### Goal
Please render the stretch of data from the line containing "the white running" through the line containing "(1086, 583)" as a numbered list, omitting blank lines.
===== Provided information
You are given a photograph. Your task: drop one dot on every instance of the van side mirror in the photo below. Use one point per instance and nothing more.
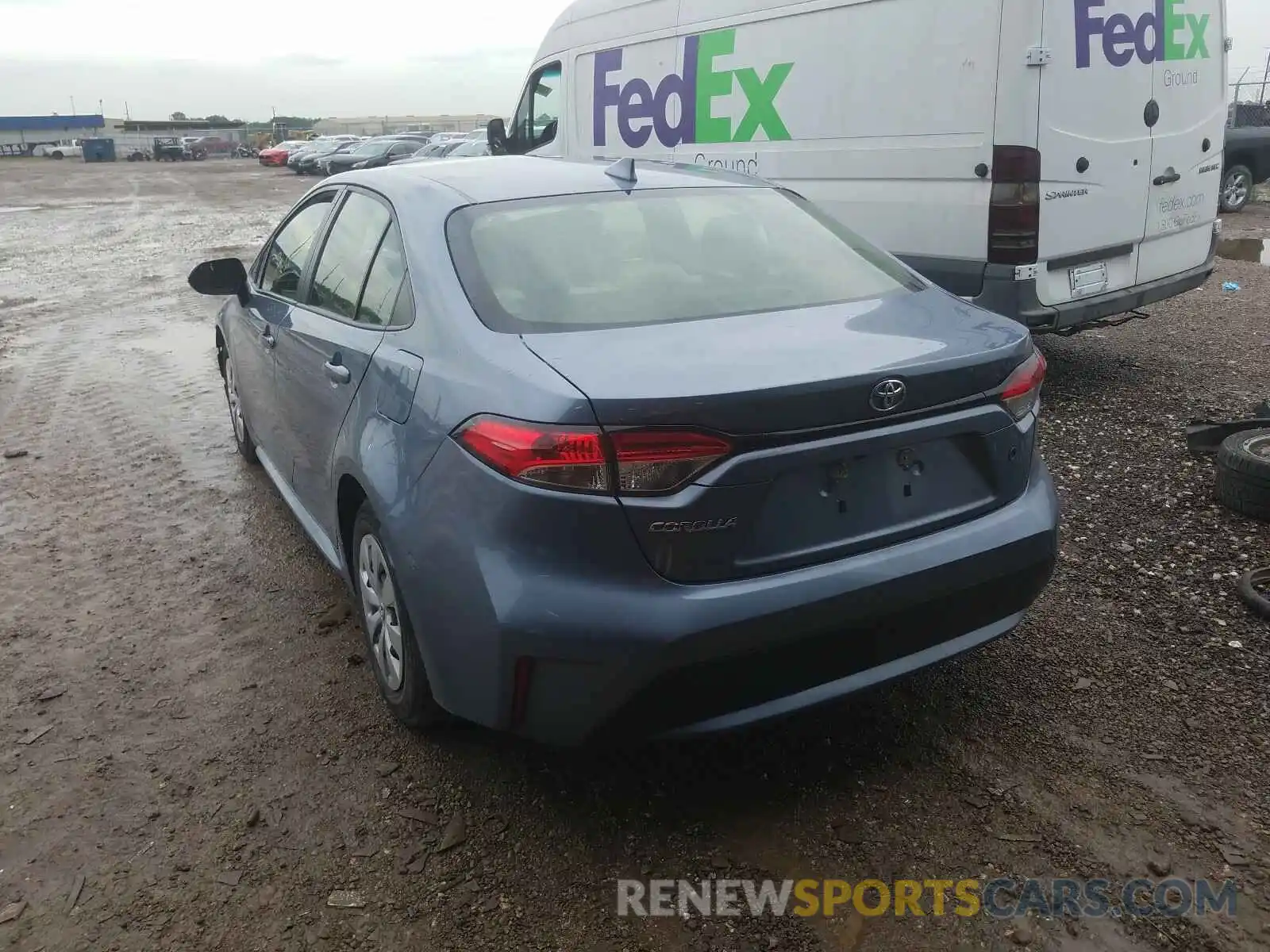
(495, 135)
(221, 277)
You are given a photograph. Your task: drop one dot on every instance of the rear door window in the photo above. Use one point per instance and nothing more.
(346, 258)
(385, 285)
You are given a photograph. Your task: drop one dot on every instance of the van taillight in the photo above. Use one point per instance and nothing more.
(1014, 213)
(582, 459)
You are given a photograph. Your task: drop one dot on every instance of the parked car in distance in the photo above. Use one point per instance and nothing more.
(308, 164)
(368, 155)
(169, 149)
(279, 154)
(433, 150)
(469, 148)
(192, 148)
(216, 145)
(1245, 167)
(629, 450)
(67, 149)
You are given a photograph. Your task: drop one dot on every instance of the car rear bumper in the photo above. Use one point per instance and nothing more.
(618, 651)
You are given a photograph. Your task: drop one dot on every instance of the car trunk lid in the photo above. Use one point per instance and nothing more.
(818, 470)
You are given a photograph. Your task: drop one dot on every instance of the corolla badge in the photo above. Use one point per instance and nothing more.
(888, 395)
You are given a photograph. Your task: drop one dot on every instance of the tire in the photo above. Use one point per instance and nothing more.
(1251, 590)
(391, 640)
(238, 418)
(1237, 186)
(1244, 474)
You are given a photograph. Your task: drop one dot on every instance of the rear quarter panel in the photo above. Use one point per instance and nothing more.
(432, 376)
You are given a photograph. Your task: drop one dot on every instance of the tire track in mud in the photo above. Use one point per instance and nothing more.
(114, 530)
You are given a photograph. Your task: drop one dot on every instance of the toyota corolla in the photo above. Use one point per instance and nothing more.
(632, 450)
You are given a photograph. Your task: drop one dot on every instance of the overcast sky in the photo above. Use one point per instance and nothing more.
(315, 57)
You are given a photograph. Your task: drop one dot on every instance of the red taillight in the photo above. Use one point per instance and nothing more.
(521, 679)
(548, 456)
(583, 459)
(1022, 386)
(654, 461)
(1014, 213)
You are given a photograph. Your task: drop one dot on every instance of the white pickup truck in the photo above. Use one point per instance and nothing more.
(67, 149)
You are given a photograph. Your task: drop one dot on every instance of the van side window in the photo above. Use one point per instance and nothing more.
(539, 113)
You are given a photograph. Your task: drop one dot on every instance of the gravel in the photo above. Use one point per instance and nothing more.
(150, 577)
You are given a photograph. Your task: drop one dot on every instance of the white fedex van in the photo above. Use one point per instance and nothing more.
(1054, 160)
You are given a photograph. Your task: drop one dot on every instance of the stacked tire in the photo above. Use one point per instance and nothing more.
(1244, 474)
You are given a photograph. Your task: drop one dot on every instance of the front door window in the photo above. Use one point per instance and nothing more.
(537, 116)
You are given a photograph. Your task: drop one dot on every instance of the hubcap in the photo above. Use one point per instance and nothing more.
(1237, 190)
(235, 405)
(380, 606)
(1257, 446)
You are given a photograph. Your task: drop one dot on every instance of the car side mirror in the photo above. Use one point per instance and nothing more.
(221, 277)
(495, 135)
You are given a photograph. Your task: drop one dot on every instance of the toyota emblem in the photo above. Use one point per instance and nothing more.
(888, 395)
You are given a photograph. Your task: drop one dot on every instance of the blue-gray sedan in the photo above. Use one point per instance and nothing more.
(637, 450)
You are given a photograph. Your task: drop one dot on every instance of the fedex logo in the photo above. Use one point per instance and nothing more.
(1160, 35)
(645, 111)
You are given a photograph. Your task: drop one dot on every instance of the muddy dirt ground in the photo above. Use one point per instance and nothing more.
(194, 754)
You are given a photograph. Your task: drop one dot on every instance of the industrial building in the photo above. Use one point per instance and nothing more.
(387, 125)
(21, 133)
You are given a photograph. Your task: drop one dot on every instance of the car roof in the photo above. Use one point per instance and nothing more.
(505, 178)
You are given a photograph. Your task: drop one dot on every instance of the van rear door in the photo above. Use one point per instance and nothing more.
(1095, 146)
(1187, 140)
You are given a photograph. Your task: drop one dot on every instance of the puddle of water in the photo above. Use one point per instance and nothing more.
(1255, 251)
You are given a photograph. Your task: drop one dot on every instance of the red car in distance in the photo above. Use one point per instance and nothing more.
(277, 155)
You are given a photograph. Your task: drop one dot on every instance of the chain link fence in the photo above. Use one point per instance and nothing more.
(1250, 98)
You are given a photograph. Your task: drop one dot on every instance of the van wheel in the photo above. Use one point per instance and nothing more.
(1244, 474)
(1236, 188)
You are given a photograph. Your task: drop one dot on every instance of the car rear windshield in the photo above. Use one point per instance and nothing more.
(658, 255)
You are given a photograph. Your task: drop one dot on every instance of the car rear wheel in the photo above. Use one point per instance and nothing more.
(1244, 474)
(238, 419)
(1236, 188)
(389, 635)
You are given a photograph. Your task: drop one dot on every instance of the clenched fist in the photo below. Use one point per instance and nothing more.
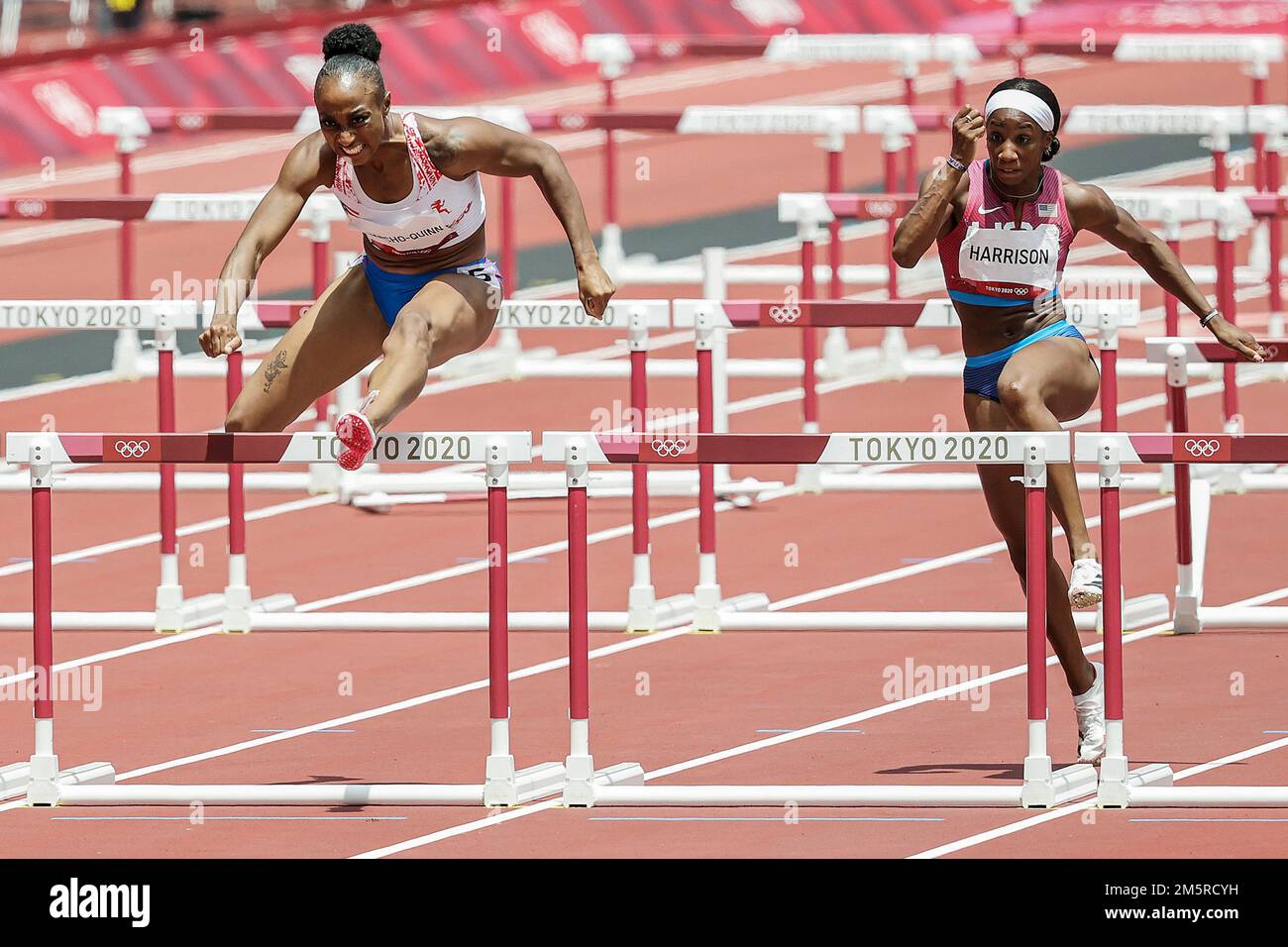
(220, 338)
(967, 129)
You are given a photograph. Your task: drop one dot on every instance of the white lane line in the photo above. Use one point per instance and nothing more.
(1050, 815)
(192, 530)
(930, 565)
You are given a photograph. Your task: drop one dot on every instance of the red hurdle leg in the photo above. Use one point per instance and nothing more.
(640, 604)
(707, 590)
(1035, 521)
(1276, 245)
(237, 591)
(321, 237)
(1113, 766)
(168, 599)
(497, 605)
(1228, 305)
(809, 341)
(1037, 789)
(579, 788)
(43, 789)
(1171, 316)
(1109, 389)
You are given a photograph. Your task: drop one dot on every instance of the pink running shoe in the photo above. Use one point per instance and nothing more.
(357, 434)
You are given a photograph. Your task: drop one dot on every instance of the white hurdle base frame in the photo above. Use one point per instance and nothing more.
(16, 779)
(1055, 789)
(528, 784)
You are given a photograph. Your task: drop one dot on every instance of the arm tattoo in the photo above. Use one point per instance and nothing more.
(273, 368)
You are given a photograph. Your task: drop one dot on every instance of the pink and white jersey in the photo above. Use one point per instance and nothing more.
(437, 214)
(988, 261)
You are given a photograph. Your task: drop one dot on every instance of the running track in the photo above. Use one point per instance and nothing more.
(196, 709)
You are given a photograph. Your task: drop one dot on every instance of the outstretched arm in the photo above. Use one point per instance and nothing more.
(277, 211)
(1091, 209)
(464, 146)
(930, 217)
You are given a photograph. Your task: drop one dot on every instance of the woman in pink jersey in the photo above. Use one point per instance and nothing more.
(1004, 228)
(425, 290)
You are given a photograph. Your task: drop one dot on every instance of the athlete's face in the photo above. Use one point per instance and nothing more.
(1016, 146)
(352, 116)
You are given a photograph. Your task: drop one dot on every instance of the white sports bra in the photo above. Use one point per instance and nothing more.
(437, 214)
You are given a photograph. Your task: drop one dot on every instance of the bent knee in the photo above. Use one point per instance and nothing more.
(412, 331)
(1019, 395)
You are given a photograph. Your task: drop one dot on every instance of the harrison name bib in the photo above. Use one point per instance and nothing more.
(1024, 257)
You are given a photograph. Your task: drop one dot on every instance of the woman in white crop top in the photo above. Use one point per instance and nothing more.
(425, 290)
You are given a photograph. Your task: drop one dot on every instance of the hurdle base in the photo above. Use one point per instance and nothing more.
(835, 796)
(706, 607)
(640, 609)
(1185, 618)
(230, 793)
(1117, 781)
(237, 604)
(16, 779)
(505, 787)
(1043, 789)
(585, 783)
(171, 611)
(1209, 796)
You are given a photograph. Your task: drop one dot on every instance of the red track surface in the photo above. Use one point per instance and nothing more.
(704, 694)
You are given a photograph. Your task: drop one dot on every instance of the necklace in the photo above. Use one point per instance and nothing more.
(1012, 197)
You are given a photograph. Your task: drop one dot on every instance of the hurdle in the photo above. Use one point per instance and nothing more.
(502, 785)
(711, 316)
(1042, 787)
(1193, 501)
(1119, 789)
(162, 318)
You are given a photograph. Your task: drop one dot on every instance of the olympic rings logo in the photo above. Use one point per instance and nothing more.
(133, 449)
(669, 446)
(1202, 449)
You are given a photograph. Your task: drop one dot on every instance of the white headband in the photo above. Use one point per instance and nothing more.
(1021, 102)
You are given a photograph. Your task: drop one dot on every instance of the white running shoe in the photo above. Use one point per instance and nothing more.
(1090, 707)
(1086, 583)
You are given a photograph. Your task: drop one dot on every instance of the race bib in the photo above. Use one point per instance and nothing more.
(1025, 257)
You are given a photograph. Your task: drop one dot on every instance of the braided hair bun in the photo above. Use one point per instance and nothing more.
(352, 39)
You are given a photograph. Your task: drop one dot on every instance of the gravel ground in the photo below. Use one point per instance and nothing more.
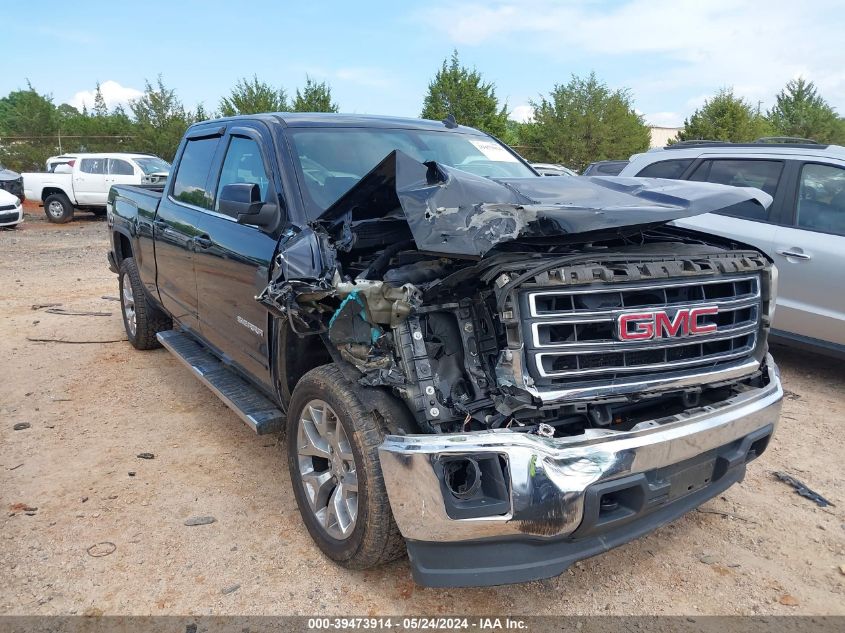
(67, 488)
==========
### Solution to this problem
1. You are given a photograph. Your task: drop one dot on every instance of the white running shoe in the photo above. Use one point per instance and nothing more.
2. (1090, 707)
3. (1086, 583)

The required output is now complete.